> [Available data]:

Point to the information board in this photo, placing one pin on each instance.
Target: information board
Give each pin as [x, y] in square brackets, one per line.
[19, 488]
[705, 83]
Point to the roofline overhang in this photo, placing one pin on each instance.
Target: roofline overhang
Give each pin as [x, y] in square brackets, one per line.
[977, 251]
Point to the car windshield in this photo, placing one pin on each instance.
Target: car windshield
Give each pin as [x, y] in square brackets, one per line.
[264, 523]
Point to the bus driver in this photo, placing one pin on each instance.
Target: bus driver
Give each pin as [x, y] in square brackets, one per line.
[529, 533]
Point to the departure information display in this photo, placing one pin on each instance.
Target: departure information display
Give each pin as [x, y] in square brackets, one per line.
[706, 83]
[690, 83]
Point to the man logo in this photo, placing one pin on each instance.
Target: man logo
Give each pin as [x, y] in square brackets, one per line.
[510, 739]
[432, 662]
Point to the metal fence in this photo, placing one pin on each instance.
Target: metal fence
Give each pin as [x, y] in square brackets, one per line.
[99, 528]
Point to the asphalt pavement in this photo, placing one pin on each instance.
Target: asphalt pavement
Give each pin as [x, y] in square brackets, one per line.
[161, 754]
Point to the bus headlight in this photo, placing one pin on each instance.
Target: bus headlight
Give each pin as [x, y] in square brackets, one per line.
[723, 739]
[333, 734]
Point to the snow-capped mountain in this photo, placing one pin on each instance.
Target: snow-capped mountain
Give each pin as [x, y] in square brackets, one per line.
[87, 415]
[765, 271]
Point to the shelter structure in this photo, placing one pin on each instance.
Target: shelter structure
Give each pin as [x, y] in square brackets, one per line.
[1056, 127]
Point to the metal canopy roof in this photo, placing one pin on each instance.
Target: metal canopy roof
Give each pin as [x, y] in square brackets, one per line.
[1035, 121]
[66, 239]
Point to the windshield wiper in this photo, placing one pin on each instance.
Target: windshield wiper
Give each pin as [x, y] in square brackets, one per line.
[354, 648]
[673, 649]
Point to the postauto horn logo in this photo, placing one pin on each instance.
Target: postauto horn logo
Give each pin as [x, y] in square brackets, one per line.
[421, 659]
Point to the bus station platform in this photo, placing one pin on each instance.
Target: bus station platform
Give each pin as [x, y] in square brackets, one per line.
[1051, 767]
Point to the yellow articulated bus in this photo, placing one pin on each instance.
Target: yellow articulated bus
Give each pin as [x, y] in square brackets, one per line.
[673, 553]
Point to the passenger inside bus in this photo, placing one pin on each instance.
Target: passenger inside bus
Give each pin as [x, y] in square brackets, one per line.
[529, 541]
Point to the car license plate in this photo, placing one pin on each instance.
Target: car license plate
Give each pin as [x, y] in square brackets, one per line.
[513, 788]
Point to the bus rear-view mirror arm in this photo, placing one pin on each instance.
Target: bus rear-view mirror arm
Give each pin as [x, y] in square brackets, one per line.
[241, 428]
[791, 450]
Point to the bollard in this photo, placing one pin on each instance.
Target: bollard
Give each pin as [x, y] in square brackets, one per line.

> [To do]: Starting at the line that has "Point to the postauto" and ending after the line that has "[1051, 767]", write those lines out again, switching "instance" to "occurrence" and leaving everything else unchanged.

> [Reply to the task]:
Point to the postauto horn logo in this photo, placing one pin on each occurrence.
Target: postauto horn logo
Give each pin as [x, y] in square brackets, one per line.
[421, 659]
Point to the bus station platform in this photo, placing one pin on each occurrence.
Target: bus station platform
Give each pin as [x, y] in square brackets, one per line.
[1051, 767]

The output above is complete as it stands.